下のエントリで「trailer」という語を含む行はいくつありますか。その数だけを答えてください。

- データ抜粋:
+ + + +

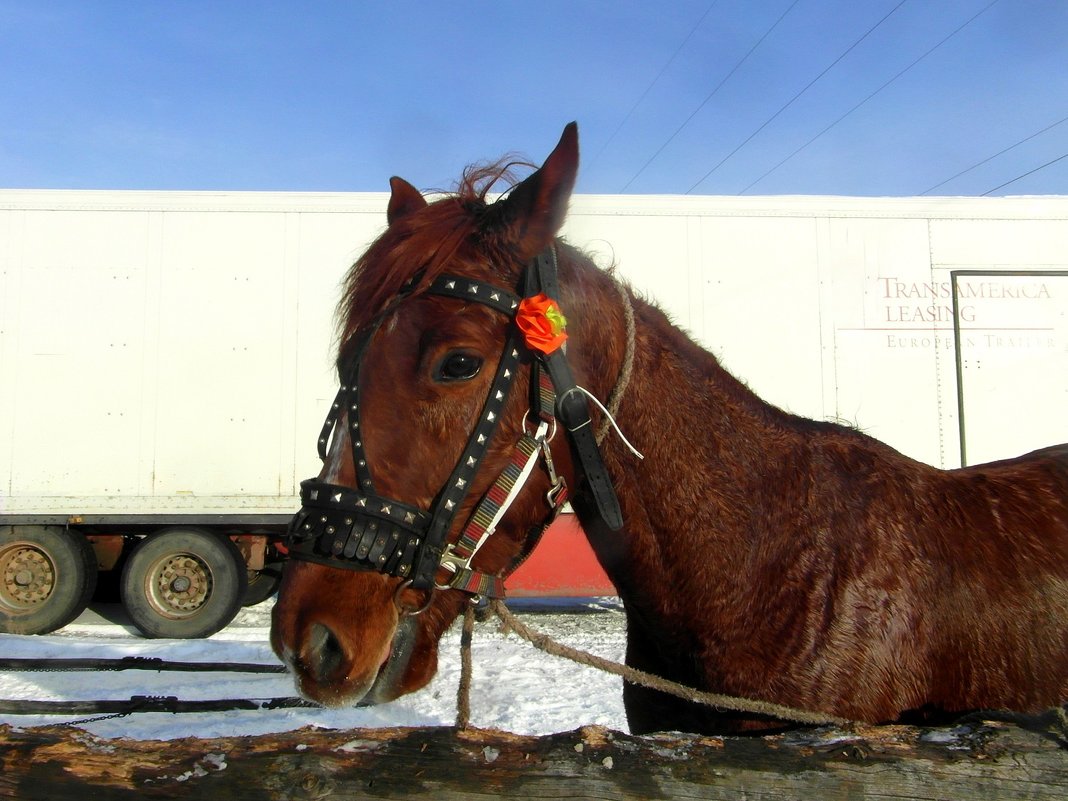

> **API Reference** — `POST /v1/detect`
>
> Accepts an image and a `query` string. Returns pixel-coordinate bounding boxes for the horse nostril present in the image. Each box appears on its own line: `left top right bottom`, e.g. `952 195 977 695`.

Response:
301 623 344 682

+ + + +

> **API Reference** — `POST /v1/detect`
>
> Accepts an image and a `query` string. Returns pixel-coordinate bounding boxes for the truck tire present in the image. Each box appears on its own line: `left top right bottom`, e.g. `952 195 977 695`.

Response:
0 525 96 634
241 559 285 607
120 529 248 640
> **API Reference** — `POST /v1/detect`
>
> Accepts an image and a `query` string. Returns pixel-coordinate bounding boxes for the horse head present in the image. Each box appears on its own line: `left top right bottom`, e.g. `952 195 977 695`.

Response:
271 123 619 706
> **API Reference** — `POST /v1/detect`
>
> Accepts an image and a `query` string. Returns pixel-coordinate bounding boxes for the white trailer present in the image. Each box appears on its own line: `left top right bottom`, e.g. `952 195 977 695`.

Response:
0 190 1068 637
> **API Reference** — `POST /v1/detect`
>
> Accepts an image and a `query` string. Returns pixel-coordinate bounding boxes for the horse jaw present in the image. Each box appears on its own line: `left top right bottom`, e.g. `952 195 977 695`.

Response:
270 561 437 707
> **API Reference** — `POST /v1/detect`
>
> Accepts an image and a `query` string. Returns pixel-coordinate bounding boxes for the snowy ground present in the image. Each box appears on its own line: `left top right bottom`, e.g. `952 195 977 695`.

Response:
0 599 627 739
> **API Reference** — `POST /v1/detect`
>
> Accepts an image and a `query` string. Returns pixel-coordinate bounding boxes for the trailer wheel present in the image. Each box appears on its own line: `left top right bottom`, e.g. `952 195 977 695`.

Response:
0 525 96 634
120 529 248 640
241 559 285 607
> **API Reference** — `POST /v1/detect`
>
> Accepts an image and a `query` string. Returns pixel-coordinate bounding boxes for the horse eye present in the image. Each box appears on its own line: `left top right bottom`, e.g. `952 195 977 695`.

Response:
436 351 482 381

+ + + +

- 演習の結果: 2